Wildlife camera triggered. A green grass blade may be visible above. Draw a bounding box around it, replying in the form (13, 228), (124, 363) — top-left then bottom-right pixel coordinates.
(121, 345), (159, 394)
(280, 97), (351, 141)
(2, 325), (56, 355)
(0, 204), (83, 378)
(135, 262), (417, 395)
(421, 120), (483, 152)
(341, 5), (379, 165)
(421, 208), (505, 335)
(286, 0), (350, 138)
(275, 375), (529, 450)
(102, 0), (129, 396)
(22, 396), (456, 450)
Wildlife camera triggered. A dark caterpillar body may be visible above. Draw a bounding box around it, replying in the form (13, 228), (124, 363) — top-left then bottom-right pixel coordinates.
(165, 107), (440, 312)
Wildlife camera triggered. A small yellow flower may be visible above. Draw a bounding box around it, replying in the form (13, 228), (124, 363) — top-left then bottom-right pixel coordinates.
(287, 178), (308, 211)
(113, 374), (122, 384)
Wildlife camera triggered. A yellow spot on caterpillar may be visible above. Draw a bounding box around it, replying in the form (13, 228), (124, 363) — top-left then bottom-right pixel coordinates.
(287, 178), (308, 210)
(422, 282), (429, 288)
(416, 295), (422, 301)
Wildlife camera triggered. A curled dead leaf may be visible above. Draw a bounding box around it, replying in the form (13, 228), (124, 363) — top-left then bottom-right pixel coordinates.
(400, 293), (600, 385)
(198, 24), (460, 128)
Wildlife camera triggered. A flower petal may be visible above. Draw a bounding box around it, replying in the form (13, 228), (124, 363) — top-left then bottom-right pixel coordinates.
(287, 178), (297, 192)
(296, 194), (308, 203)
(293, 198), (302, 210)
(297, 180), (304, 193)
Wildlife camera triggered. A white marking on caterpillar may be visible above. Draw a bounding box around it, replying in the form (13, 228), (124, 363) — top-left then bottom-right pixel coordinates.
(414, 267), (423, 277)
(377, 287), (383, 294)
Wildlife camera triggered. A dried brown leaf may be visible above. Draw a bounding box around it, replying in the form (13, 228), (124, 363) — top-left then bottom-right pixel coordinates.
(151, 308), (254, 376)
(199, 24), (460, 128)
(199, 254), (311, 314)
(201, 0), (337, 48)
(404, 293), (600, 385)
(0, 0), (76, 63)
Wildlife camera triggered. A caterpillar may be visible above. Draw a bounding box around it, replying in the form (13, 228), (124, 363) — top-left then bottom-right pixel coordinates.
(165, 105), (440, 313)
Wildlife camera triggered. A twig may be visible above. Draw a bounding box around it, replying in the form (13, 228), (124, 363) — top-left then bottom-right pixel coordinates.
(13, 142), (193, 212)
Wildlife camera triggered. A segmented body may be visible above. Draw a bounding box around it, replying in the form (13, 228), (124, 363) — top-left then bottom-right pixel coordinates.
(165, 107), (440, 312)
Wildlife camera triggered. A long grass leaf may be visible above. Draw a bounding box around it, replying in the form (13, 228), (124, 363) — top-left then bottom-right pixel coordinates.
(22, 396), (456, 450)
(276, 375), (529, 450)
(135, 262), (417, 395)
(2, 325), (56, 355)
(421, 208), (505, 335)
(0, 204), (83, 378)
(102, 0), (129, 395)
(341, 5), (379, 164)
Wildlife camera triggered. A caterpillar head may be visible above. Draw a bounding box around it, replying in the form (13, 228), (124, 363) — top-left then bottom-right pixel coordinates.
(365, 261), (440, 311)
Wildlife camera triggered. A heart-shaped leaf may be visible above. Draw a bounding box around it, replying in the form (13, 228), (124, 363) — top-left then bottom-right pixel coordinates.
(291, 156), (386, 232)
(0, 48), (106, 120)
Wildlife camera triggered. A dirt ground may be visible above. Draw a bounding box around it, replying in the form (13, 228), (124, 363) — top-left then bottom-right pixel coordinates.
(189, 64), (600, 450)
******
- WORK ITEM
The required response is a complete, exact copy of the records.

- ANSWER SPACE
Wildlife camera triggered. A green grass blade may be visible above. Draw a bounding box around it, replying in the form (13, 228), (124, 363) — top-left then bottom-right pixel coordinates.
(121, 345), (159, 394)
(280, 97), (351, 141)
(2, 325), (56, 355)
(0, 204), (83, 378)
(135, 262), (417, 395)
(421, 120), (483, 152)
(341, 5), (379, 165)
(421, 208), (505, 335)
(286, 0), (350, 138)
(275, 375), (529, 450)
(102, 0), (129, 396)
(22, 396), (456, 450)
Wildlife camera triggered. A dark caterpillar body may be visible above. Draw a bounding box around it, replying in the form (13, 228), (124, 363) — top-left then bottom-right pixel coordinates.
(165, 107), (440, 312)
Wildlife camera triggered. A small yellow flower may be visible above. Draw a bounding box around it, replying in the form (13, 228), (124, 363) — top-left then bottom-right pixel coordinates.
(287, 178), (308, 211)
(113, 374), (122, 384)
Wildlife camera triggered. A yellow spot on caterpillar may be visible above. Draw a bounding box around it, replying in the form (13, 228), (124, 363) — top-left then bottom-right pixel coordinates.
(287, 178), (308, 210)
(422, 282), (429, 288)
(416, 295), (422, 301)
Wildlife camera triggered. A curled dead leaf may be visible above. Draw a bounding box around it, replying in the form (13, 228), (124, 363) — top-left then bottom-right pixel coordinates.
(400, 293), (600, 385)
(198, 24), (460, 128)
Wildlife camera triggered. A flower petal may be visible above. Draw a bounding box around it, replying in the form (13, 228), (124, 363) — top-left then bottom-right pixel coordinates.
(287, 178), (297, 192)
(296, 194), (308, 203)
(293, 198), (302, 210)
(297, 180), (304, 193)
Wildlife camera triggered. A white marking on caterpillar may be visible above. Draw a bounding box around it, replying in the form (13, 228), (124, 363) — top-left then bottom-right pixel coordinates.
(414, 267), (423, 277)
(377, 287), (383, 294)
Wildlife camera triggered. A dried brown leaf may be visible above. Draw a bounding box around it, replying in the form (13, 228), (124, 363) — top-left then bottom-right pixel coordinates.
(151, 308), (254, 376)
(199, 24), (460, 128)
(199, 254), (311, 314)
(201, 0), (337, 48)
(404, 293), (600, 385)
(0, 0), (76, 63)
Wildlife camera triggered. A caterpillar may be visible above. Draw a bounding box around it, replying in the form (13, 228), (124, 363) — top-left then bottom-right pixel coordinates.
(165, 105), (440, 313)
Wildlife camera triggered. A twig may be visible above. Draw a bounding box around it, replying in the form (13, 228), (124, 363) — top-left then bottom-right pixel coordinates.
(13, 142), (193, 212)
Wildlife camera triggered. A segmented body may be visible above. Draw a bounding box around it, replying in the form (13, 228), (124, 363) — top-left then bottom-right pixel coordinates.
(165, 107), (440, 312)
Wildlife camera triggered. A long grass leaf may be visible above. Draw a bounding box around it, replying in the form (13, 228), (124, 363) — top-left then bottom-right pixel coordinates.
(22, 396), (456, 450)
(276, 375), (529, 450)
(135, 262), (417, 395)
(2, 325), (56, 355)
(421, 208), (505, 335)
(0, 204), (83, 378)
(102, 0), (129, 395)
(341, 5), (379, 164)
Wildlife camera triggered. A caterpillar head may be visible above. Draw a bounding box around it, replying in the form (13, 228), (124, 363) — top-left then bottom-right pixel coordinates.
(365, 261), (440, 311)
Wildlife camera triggered. A heart-shaped leaf may be visible above. Draw a bounding box around it, replying in the form (13, 228), (124, 363) — top-left then bottom-right pixel coordinates.
(291, 156), (386, 232)
(0, 48), (106, 120)
Wildlife camera triggered. A dirt ground may be visible above. Draw a bounding box around it, replying in the form (13, 228), (124, 363) — top-left then bottom-right pixel coordinates.
(189, 64), (600, 450)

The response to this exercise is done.